Required work: Text only, exactly as given: reproduce the entries below without their pictures.

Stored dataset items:
# # # # # # #

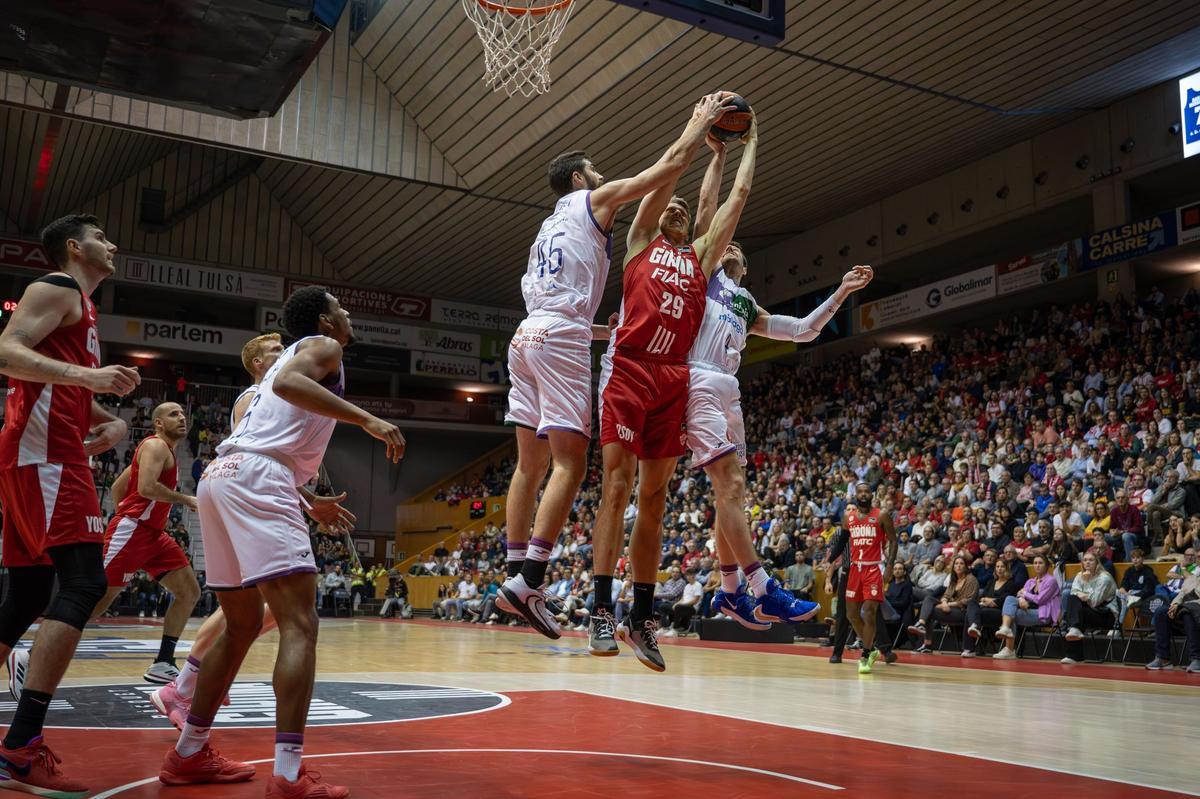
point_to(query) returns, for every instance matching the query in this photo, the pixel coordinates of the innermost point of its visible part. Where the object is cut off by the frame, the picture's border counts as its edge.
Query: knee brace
(82, 583)
(29, 593)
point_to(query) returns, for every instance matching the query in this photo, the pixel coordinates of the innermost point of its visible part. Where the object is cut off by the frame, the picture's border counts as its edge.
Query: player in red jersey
(643, 392)
(52, 524)
(871, 530)
(137, 534)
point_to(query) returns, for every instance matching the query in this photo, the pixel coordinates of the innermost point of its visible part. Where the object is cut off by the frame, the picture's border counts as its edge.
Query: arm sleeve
(807, 329)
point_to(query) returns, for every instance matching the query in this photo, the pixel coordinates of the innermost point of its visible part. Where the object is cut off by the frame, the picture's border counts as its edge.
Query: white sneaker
(161, 673)
(531, 605)
(18, 666)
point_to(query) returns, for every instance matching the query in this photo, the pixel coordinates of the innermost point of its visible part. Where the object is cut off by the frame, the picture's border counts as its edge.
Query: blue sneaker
(779, 605)
(739, 607)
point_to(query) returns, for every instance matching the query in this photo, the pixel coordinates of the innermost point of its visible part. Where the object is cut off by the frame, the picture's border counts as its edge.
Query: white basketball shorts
(550, 368)
(251, 522)
(714, 418)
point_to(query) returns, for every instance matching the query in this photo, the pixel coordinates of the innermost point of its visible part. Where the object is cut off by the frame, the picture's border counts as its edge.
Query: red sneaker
(167, 701)
(34, 769)
(307, 786)
(205, 766)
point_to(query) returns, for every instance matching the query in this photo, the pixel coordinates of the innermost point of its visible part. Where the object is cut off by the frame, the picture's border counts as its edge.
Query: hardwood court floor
(437, 709)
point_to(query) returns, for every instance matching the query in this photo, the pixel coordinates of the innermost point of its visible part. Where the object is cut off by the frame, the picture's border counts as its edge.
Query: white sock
(730, 580)
(195, 736)
(185, 684)
(288, 750)
(757, 578)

# # # # # # #

Answer:
point_to(query) returns, for every instance matching the query in this photo, the pixel coordinates of the innermost point of its visible part. Where the object is cut off by the frame, the picture's border counts as its edge.
Query: knee brace
(82, 583)
(29, 593)
point_to(query) returns, for every instance matching the query in this photo, the pixel coordinates of the innermost point of its visible part. Where the object is cut off by the frame, the picture's border counts as its edge.
Query: player in red jersey
(643, 392)
(52, 524)
(871, 530)
(137, 534)
point_to(query) returns, for every instance matching the query in this photo, the pixel coordinates of the innermost point of its visible part. Where the object is cut off by the frame, the picture's border counts as its edge.
Query: arm sleeve
(807, 329)
point_to(query) returns, for every instance matching the query in this photo, the pixel coordinates of the innermost point of its visible part. Where the object is cut off by the frame, the picture's border counts as its edge.
Query: white sneaker
(161, 673)
(531, 605)
(18, 666)
point_to(query) returns, for every instance matching the query in this photo, the pixel coordinates of the innermost point of its visible part. Where the object is cut off by the frame, the picture's border counts as its edge.
Query: blue sneaker
(779, 605)
(739, 607)
point_to(query) returns, for every instance matching the query in this photo, the pixel coordinates of the innermost point of its visible part. Where the object is cut off by the frame, the picture's border counts as its edge.
Query: white basketball shorts
(550, 368)
(251, 522)
(714, 418)
point_to(query) returns, for every instance matching the query in this photo, the pixel coordinates of the innermost point of its visible part. Where the object is cut off by the frame, the picture's border counts as its edge.
Query: red sneaker
(167, 701)
(34, 769)
(307, 786)
(205, 766)
point_to(query) returns, for every instance matching the query in this photo, the pixel coordinates of the innermost point of its visible part. Where the object is cut off by the frame, the picture's border counts as its edge.
Query: hardwood court floor
(437, 709)
point_to(query) returns, for every instance matching the query in this photo, the pixel coordinates of the innermost point of its visible part. Where the object is cut off by the frame, the picture's border counts as its edge.
Query: white sock
(730, 580)
(195, 736)
(185, 684)
(288, 750)
(757, 578)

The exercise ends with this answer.